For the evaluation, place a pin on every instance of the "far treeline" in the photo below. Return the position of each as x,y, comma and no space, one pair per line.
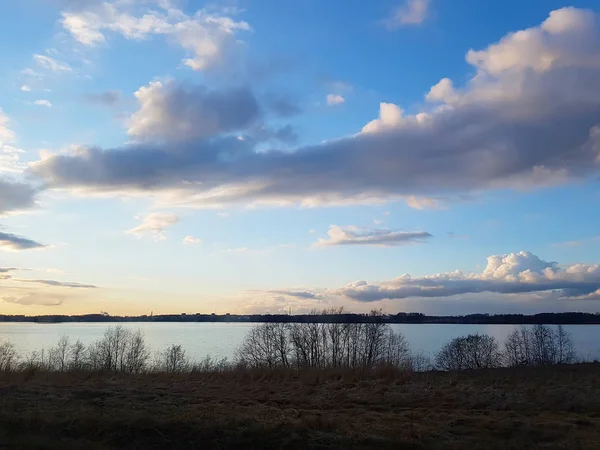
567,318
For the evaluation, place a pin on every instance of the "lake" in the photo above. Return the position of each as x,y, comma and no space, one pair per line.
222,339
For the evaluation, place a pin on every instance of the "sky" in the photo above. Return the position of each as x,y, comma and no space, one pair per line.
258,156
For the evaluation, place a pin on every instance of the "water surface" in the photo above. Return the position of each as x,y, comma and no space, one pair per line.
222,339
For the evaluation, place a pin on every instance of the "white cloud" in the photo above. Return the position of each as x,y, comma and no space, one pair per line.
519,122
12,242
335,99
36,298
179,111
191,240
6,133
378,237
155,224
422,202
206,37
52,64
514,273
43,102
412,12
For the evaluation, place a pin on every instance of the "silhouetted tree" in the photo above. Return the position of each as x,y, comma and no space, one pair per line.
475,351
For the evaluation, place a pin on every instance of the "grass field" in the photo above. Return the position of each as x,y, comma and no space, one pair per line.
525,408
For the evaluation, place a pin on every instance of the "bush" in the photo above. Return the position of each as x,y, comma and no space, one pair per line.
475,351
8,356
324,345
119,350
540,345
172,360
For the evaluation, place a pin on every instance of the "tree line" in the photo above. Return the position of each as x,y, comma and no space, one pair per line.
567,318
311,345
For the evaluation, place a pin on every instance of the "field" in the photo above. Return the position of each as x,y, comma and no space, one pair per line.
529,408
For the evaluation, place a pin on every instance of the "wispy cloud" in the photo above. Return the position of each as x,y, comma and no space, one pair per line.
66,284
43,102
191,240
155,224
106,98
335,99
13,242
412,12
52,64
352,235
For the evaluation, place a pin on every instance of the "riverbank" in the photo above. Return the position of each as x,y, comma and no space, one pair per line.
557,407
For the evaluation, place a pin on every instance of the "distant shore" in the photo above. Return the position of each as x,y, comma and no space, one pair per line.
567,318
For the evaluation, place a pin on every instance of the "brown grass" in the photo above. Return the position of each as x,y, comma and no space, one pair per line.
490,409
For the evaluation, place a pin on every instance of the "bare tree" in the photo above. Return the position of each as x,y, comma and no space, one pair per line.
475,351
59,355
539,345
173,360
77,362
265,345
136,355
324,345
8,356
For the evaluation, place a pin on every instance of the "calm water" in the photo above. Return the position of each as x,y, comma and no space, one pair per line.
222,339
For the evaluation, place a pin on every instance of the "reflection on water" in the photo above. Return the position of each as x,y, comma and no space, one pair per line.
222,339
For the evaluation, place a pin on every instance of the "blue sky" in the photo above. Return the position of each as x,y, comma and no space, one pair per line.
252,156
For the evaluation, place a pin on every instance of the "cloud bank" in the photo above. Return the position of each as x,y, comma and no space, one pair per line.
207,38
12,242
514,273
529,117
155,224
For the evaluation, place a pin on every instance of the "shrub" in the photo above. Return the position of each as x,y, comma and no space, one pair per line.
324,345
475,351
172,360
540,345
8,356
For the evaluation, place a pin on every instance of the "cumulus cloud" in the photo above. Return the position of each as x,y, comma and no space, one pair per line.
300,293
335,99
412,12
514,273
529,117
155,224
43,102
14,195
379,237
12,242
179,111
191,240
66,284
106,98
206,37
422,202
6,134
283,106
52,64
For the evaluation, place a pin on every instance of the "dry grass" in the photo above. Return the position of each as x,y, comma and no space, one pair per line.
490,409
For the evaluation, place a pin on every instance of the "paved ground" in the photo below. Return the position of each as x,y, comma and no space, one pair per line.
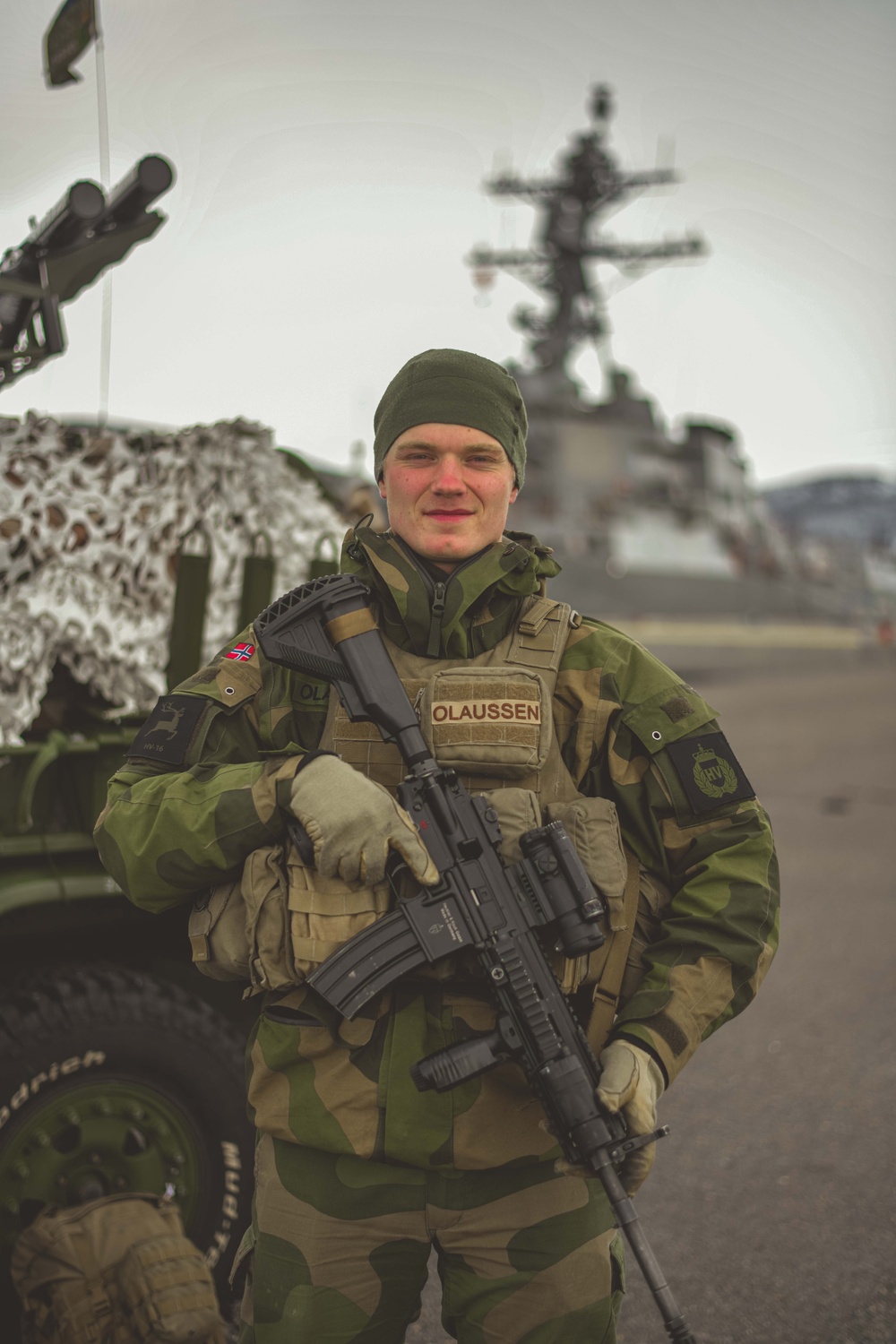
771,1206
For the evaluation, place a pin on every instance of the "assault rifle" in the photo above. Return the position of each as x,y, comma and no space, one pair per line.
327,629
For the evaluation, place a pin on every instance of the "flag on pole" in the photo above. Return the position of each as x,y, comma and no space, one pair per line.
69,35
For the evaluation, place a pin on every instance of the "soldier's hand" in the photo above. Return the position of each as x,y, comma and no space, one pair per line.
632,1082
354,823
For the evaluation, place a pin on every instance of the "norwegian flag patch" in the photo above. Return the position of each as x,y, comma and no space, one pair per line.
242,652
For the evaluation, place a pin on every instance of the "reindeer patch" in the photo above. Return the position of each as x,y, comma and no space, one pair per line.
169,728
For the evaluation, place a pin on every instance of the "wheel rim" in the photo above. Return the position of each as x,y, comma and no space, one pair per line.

## The problem
Pull out every line of the records above that contains the string "field", treating uppercase and lowercase as different.

## Solved problem
For the evaluation, place a pin on every instance of the "grass field" in the photo above. Return the position of each as x,y, comma and no space, one pair per line.
For the evaluation, place a pin on every instance of the "field" in the photo above. Return the position of each as x,y, comma and no space, one pair per line.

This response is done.